_Supplied passage_
2022 Latest Caselaw 8118 Cal

Citation : 2022 Latest Caselaw 8118 Cal
Judgement Date : 8 December, 2022

Calcutta High Court (Appellete Side)
Md. Sariful Mondal vs The State Of West Of West Bengal And ... on 8 December, 2022
December 8, 2022
Sl. No.2
Court No.1
s.biswas
                                       MAT 1838 of 2022
                                            With
                                        CAN 1 of 2022

                                       Md. Sariful Mondal
                                               vs.
                          The State of West of West Bengal and others

                    Mr. Mohinoor Rahaman,
                    Ms. Maria Rahaman,
                    Ms. Iqra Rahaman, Advocates
                                                          ... for the appellant
                    Mr. Himadri Sekhar Chakraborty,
                    Mr. Dipankar Ghosh, Advocates
                                                          ... for the State
                    Mr. Mahamudul Hassan, Advocate
                                         ... for the respondent Nos.7 & 15

Mr. Manas Kumar Das, Advocate

This intra-court appeal is at the instance of the

writ petitioner challenging the order of the learned

Single Judge dated 21st November, 2022 dismissing

the WPA 23230 of 2022.

The appellant had approached the writ court

with the plea that he is the legal heir of the original

owner of the land in question on which the

respondents were raising construction of a mosque.

Hence the prayer was made to issue a direction to

the official respondents especially the District

Magistrate and Collector, North 24 Parganas to take

immediate action for demolishing the construction of

mosque raised on the land in question.

Learned Single Judge has taken note of the

pending suit and the order passed therein on the

application for temporary injunction and thereafter

has refused to interfere in the matter.

MAT 1838 of 2022

Submission of learned counsel for the appellant

is that under Section 5 of the West Bengal Religious

Buildings and Places Act, 1985, the permission is

required for construction of public religious building

and in terms of Section 9 of the Act, jurisdiction of

the Civil Court is barred. His further submission is

that learned Single Judge ought to have entertained

the petition and granted relief as prayed therein.

_Supplied records_

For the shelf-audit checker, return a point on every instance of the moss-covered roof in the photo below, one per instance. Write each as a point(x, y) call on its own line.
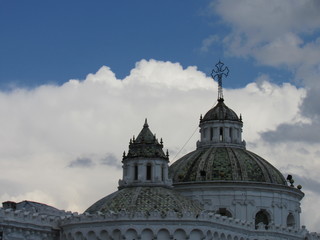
point(145, 200)
point(224, 163)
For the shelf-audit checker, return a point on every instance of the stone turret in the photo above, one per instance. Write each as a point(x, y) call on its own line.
point(145, 164)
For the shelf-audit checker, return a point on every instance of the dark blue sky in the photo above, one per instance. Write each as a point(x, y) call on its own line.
point(53, 41)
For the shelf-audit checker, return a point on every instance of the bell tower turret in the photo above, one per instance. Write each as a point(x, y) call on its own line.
point(145, 164)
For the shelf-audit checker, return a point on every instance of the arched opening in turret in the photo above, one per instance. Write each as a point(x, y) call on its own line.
point(262, 219)
point(149, 168)
point(221, 134)
point(290, 220)
point(136, 172)
point(162, 172)
point(224, 212)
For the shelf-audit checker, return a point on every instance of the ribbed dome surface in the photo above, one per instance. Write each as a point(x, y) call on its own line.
point(145, 200)
point(224, 164)
point(220, 112)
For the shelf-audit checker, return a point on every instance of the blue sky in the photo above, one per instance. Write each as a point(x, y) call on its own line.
point(52, 42)
point(78, 78)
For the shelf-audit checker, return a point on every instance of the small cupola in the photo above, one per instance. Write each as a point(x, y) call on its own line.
point(145, 164)
point(220, 126)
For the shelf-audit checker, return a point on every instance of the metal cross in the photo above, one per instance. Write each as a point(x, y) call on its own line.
point(220, 72)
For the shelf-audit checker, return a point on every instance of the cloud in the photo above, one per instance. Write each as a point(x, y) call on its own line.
point(47, 128)
point(284, 35)
point(111, 160)
point(81, 162)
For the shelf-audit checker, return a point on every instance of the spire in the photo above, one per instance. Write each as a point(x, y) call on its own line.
point(220, 72)
point(145, 123)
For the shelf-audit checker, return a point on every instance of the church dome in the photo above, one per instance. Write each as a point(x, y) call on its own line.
point(224, 164)
point(145, 200)
point(220, 112)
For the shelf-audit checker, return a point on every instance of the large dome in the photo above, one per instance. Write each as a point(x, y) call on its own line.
point(224, 164)
point(145, 200)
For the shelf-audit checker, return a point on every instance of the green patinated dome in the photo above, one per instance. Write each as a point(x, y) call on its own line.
point(220, 112)
point(224, 164)
point(145, 200)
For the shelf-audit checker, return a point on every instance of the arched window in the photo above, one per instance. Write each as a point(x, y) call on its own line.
point(262, 217)
point(221, 135)
point(162, 173)
point(136, 172)
point(224, 212)
point(290, 220)
point(148, 171)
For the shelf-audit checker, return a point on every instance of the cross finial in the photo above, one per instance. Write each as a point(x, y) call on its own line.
point(219, 72)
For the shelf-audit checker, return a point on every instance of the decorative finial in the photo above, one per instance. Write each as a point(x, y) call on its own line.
point(146, 123)
point(219, 72)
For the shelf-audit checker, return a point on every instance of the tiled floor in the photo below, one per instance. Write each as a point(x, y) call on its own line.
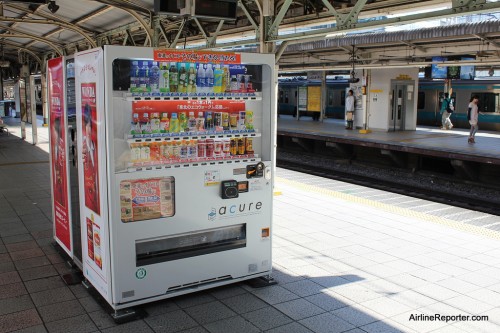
point(426, 138)
point(345, 263)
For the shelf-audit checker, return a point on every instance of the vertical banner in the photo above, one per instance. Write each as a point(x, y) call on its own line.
point(90, 118)
point(58, 154)
point(90, 147)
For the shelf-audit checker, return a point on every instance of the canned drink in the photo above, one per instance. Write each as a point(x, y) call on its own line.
point(233, 147)
point(218, 147)
point(183, 122)
point(249, 145)
point(241, 121)
point(210, 148)
point(226, 147)
point(249, 120)
point(233, 121)
point(225, 121)
point(241, 146)
point(202, 147)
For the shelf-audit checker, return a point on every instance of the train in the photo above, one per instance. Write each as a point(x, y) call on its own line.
point(430, 96)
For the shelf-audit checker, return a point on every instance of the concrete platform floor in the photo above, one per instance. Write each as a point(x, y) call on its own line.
point(345, 263)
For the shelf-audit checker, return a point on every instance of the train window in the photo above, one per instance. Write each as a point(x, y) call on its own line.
point(487, 101)
point(421, 100)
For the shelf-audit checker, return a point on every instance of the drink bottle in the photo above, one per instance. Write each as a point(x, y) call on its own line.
point(173, 76)
point(210, 79)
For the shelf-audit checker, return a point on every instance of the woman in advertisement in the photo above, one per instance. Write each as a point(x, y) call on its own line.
point(58, 159)
point(90, 165)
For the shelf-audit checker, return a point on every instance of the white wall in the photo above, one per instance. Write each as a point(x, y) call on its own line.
point(378, 89)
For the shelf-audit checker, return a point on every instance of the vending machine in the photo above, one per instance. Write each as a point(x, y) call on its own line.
point(176, 158)
point(59, 166)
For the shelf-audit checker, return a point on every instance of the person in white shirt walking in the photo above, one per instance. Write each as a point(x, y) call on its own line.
point(473, 117)
point(349, 108)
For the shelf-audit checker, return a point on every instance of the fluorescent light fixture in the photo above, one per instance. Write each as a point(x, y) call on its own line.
point(468, 63)
point(335, 34)
point(347, 67)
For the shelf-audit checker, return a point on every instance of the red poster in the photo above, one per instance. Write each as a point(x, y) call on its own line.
point(228, 58)
point(90, 147)
point(58, 151)
point(191, 105)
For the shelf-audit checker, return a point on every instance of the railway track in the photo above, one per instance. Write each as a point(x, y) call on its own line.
point(434, 188)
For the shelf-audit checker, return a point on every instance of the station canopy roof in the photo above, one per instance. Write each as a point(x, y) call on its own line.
point(308, 34)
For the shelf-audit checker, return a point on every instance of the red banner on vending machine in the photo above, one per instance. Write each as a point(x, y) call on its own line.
point(58, 152)
point(90, 147)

_What to do_
1. According to the court order, which section of the West Bengal Religious Buildings and Places Act, 1985, requires permission for constructing a public religious building?
2. Substitute "Revenue Court" for "Civil Court" in the court order, then write out the passage starting at "and in terms" and ending at "as prayed therein.".
3. Pick up the court order on the mosque construction dispute where it stops and continue it.

_Task responses_
1. Section 5

2.
and in terms of Section 9 of the Act, jurisdiction of

the Revenue Court is barred. His further submission is

that learned Single Judge ought to have entertained

the petition and granted relief as prayed therein.

3.
Learned counsel for the respondents have

opposed the appeal. Submission of learned counsel

for the respondent Nos.7 and 15 is that the

temporary injunction has already been refused by

the trial court and that after an agreement with the

appellant, the construction of the mosque has been

started, therefore at this stage no interference is

required.

Learned counsel for the other private

respondents has also opposed the appeal.

Learned counsel for the State has submitted

that the mosque was constructed in the year 2019

and there is no construction going on at this stage.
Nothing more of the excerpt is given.